Before becoming a director of feature films, Radley Metzger helped edit and distribute European art films for US exhibition. His distribution company, Audubon, even distributed the highly controversial and influential film I, A Woman (1965) to US markets. As Radley Metzger transitioned from distribution to production, his style reflected American interest in the European art cinema. The cinematographic approach and sexual themes that Metzger implemented helped his small-budget films attract an audience that was becoming increasingly interested in film art and sexuality. Since heterosexual men comprised the majority of the target audience, films of the sexploitation genre put particular emphasis on the female body. This emphasis, and the genre’s appeal to male voyeurism, put the new genre in direct opposition to the second wave of feminism in the late 1960’s.

The rise of second wave feminism, combined with the social and industrial context of the 1960’s American film industry, put Radley Metzger at a crossroads. The industry essentially required small-budget films to have sensational content in order to turn a profit. However, this era was also characterized by drastic social change and a reevaluation of gender roles in the US. As a result, Radley Metzger innovated a hybrid genre by combining the “high culture status of the foreign art film and the rough-hewn, low-cult material of the sexploitation feature” (Gorfinkel 27).

While the overtly sexual content of Radley Metzger’s films drew in audiences, it was the progressive themes and European art film aesthetic that elevated them above the level of mere “nudie pictures.” These themes were especially prevalent in three of Radley Metzger’s most notable sexploitation films: The Alley Cats (1966), Therese and Isabelle (1968), and The Lickerish Quartet (1970). Though these films differ in their graphic representations of nudity, Metzger continually chose to imply sexuality and separate the act of sex from the female body by attracting attention to the sensuality of the films themselves. Radley Metzger also created narratives that centered on the plights of women trapped in patriarchal societies and portrayed them as victims of a larger social wrong.

For example, the female characters in The Alley Cats are portrayed as women who want to be free from the sexual constraints that men, and society as a whole, have imposed on them. These representations are in direct opposition to the depictions of women in most mainstream films of the 1960’s and 1970’s. Feminist film critic Molly Haskell writes that, compared to the female stars of early Hollywood, female stars of the 1960’s and 1970’s are portrayed as “whores, jilted mistresses, emotional cripples, and drunks” who are “less intelligent, less sensual, less humorous, and altogether less extraordinary” (Haskell 329). In the films of other sexploitation directors, such as Russ Meyer, women are either portrayed as dim-witted vixens or violent and sexualized she-devils who get what is coming to them. In one of Meyer’s most notable sexploitation films, Faster Pussycat! Kill! Kill! (1965), the central female character, Varla, is an ultra-violent, man-hating sadist, whose exploits can only be stopped with her death at the end of the film. Alternatively, a bikini-clad teenage girl that Varla kidnaps is portrayed as unintelligent, helpless, and completely reliant on men for her salvation.

Radley Metzger Faster Pussycat Kill Kill
21Varla acting out her hatred for men in Faster Pussycat! Kill! Kill! (Radley Metzger, 1965)

• [Excerpts from segmentation entries]
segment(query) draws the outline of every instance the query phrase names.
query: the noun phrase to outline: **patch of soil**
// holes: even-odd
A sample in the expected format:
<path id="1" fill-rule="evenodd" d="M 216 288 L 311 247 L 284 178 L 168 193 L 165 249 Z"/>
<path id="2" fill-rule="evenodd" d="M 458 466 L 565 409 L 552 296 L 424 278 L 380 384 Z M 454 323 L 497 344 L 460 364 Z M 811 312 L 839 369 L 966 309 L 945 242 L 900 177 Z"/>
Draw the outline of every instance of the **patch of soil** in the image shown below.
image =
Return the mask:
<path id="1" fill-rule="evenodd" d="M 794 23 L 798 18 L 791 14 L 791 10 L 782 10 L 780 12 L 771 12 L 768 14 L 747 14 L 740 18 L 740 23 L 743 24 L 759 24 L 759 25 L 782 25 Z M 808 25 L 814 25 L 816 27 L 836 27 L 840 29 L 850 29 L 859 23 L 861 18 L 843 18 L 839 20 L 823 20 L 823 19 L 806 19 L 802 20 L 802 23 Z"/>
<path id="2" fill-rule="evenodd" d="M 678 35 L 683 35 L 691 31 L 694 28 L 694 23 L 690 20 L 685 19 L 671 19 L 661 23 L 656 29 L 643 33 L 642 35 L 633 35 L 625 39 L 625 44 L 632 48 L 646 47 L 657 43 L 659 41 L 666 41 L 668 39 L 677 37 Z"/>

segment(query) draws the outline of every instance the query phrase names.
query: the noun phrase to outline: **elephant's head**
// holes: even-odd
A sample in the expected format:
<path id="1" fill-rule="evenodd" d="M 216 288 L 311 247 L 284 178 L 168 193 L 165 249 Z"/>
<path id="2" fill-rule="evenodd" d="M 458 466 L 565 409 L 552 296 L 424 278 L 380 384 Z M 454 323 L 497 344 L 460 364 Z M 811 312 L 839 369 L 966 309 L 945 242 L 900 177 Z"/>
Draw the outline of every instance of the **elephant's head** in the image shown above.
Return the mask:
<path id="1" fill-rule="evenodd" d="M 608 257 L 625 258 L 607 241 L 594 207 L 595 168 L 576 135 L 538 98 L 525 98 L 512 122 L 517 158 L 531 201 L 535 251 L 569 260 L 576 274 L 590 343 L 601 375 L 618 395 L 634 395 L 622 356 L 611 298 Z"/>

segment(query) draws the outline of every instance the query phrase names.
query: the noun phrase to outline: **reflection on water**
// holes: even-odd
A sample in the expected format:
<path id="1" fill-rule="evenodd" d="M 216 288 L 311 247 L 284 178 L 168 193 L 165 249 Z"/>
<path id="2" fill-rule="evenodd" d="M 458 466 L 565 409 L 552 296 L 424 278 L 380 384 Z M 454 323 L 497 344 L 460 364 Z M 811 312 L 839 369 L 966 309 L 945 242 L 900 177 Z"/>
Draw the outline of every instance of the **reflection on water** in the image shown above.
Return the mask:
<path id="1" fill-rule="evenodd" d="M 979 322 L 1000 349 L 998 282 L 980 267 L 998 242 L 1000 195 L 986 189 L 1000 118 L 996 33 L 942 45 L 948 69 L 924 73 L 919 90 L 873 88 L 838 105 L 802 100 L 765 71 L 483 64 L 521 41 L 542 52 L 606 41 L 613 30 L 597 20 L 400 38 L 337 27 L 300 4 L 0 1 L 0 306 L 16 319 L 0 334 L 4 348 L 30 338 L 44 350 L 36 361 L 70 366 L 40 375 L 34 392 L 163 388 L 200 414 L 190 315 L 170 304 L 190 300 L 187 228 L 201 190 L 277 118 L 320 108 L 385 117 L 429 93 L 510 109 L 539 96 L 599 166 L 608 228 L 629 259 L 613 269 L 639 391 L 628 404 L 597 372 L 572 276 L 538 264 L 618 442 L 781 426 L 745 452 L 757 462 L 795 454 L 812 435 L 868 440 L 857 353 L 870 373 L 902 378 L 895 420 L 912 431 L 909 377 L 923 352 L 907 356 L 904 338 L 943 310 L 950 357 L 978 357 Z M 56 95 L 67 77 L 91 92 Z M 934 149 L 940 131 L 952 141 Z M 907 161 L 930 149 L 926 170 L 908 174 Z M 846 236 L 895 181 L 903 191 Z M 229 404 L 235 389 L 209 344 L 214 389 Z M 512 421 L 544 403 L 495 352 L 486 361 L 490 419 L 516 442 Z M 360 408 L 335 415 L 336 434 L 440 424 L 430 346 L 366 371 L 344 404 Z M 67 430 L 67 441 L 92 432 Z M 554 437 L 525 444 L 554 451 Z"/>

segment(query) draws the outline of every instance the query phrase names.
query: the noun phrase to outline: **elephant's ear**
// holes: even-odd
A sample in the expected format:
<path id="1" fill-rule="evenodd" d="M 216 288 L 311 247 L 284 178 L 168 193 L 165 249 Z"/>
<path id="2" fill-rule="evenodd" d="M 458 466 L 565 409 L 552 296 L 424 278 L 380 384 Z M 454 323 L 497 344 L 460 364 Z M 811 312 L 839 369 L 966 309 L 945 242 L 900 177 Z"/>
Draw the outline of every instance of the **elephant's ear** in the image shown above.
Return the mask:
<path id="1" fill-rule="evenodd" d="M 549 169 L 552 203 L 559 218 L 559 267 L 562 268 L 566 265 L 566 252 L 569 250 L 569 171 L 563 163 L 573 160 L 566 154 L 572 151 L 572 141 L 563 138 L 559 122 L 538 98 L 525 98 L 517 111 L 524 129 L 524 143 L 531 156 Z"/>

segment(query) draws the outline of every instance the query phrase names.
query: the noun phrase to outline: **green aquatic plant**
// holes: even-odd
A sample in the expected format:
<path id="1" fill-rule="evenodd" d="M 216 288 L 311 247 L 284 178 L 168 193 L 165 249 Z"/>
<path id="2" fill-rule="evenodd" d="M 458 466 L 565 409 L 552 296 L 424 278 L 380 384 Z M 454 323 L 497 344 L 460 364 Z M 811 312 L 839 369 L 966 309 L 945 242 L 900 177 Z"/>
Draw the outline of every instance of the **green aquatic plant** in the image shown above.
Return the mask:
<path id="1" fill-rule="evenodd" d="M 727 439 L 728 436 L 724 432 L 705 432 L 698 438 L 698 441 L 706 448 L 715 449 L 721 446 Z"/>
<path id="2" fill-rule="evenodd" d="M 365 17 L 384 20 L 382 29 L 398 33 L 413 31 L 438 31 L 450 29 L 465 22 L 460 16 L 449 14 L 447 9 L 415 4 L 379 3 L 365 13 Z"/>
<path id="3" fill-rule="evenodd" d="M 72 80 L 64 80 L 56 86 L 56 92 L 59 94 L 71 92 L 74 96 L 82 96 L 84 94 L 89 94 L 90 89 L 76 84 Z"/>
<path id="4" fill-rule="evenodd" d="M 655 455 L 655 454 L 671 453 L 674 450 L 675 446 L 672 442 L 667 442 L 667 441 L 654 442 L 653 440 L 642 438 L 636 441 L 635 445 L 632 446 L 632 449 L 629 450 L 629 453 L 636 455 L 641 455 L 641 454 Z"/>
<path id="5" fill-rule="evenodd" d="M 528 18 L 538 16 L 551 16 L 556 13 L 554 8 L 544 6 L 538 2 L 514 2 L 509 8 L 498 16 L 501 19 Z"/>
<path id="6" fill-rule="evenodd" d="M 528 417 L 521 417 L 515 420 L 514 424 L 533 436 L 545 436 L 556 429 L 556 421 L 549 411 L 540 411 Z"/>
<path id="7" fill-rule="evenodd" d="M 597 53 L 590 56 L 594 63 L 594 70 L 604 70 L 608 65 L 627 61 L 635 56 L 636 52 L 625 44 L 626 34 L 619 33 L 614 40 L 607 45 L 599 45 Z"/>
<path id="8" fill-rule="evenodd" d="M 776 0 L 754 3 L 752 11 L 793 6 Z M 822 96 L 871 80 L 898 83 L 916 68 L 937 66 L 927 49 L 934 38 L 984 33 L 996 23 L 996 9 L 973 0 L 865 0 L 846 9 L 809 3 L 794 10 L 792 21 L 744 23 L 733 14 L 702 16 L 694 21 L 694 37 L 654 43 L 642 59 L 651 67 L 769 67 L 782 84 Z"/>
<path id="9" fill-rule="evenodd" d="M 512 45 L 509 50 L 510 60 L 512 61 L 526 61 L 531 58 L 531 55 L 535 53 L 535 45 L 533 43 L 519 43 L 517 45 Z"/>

• [Written tasks]
1: In the text on Radley Metzger, what was the name of his distribution company?
2: Copy out the entries word for word, from their first line through the line containing "608 257 L 625". Include both of those lines.

• [Answers below]
1: Audubon

2:
segment(query) draws the outline of every instance the query phrase names.
query: the noun phrase to outline: **patch of soil**
// holes: even-odd
A sample in the expected format:
<path id="1" fill-rule="evenodd" d="M 216 288 L 311 247 L 284 178 L 168 193 L 165 249 Z"/>
<path id="2" fill-rule="evenodd" d="M 458 466 L 565 409 L 552 296 L 424 278 L 380 384 Z M 454 323 L 497 344 L 460 364 Z M 811 312 L 839 369 L 966 309 L 945 242 L 900 177 Z"/>
Draw the outline of every instance of the **patch of soil** in the image shown below.
image =
Return the mask:
<path id="1" fill-rule="evenodd" d="M 794 23 L 798 18 L 791 14 L 791 10 L 782 10 L 780 12 L 771 12 L 768 14 L 747 14 L 740 18 L 740 23 L 743 24 L 759 24 L 759 25 L 782 25 Z M 808 25 L 814 25 L 816 27 L 836 27 L 840 29 L 850 29 L 859 23 L 861 18 L 843 18 L 839 20 L 823 20 L 823 19 L 806 19 L 802 20 L 802 23 Z"/>
<path id="2" fill-rule="evenodd" d="M 678 35 L 683 35 L 691 31 L 694 28 L 694 23 L 690 20 L 685 19 L 671 19 L 661 23 L 656 29 L 643 33 L 642 35 L 633 35 L 625 39 L 625 44 L 632 48 L 646 47 L 657 43 L 659 41 L 666 41 L 668 39 L 677 37 Z"/>

segment(query) draws the outline of every instance the query phrase names.
query: the noun phrase to outline: **elephant's head**
// holes: even-odd
A sample in the expected format:
<path id="1" fill-rule="evenodd" d="M 216 288 L 311 247 L 284 178 L 168 193 L 165 249 Z"/>
<path id="2" fill-rule="evenodd" d="M 458 466 L 565 409 L 552 296 L 424 278 L 380 384 Z M 454 323 L 497 344 L 460 364 Z M 811 312 L 839 369 L 966 309 L 945 242 L 900 177 Z"/>
Draw the outline of every instance of the **elephant's head** in the image shown above.
Return the mask:
<path id="1" fill-rule="evenodd" d="M 608 257 L 625 258 L 607 241 L 594 207 L 595 168 L 576 135 L 538 98 L 525 98 L 512 122 L 517 158 L 531 201 L 535 251 L 569 260 L 576 274 L 590 343 L 601 375 L 618 395 L 634 395 L 622 356 L 611 298 Z"/>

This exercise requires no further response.